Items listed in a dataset
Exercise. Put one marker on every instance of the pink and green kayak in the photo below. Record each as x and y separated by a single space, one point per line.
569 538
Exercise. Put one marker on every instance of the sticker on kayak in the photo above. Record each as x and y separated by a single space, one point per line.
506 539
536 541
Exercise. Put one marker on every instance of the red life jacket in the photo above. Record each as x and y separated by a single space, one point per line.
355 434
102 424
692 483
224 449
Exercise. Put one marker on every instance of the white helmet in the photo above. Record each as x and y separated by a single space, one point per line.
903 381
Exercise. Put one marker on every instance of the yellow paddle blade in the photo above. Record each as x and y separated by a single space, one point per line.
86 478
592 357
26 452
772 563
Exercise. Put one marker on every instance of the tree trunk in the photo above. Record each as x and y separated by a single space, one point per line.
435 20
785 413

* ASSIGNMENT: Above are the records; restate each one exactly.

* SOLUTION TO THIS PROBLEM:
Exercise. Put one marker on every instance of the pink and green kayak in the photo below. Record each as x and y separated by a single space, one point per line.
569 538
Exercise. Put one marker on every instance of the sticker on kayak in the photo above. Record each as x and y separated by a single space, one point per line.
506 539
536 541
Exercise. Put one marker on every instance of the red life jacket in the photo above. Record each as x and y separated by a single space, one point per line.
355 434
102 424
692 483
224 449
Exercise. Put one marker on every instance of the white helmet in the photo above. Record each as x and y separated by a single space, one point per line.
903 381
Exercise. Put one marker on every instance of the yellow paddle blade in the photo above. Record each as x and y separated by a single space, one point per line.
86 478
592 357
26 452
772 563
Exercise. Put one marker on every instance of the tree trunk in the photo above. Record each as x and y separated by a single space, one point per line.
435 20
785 413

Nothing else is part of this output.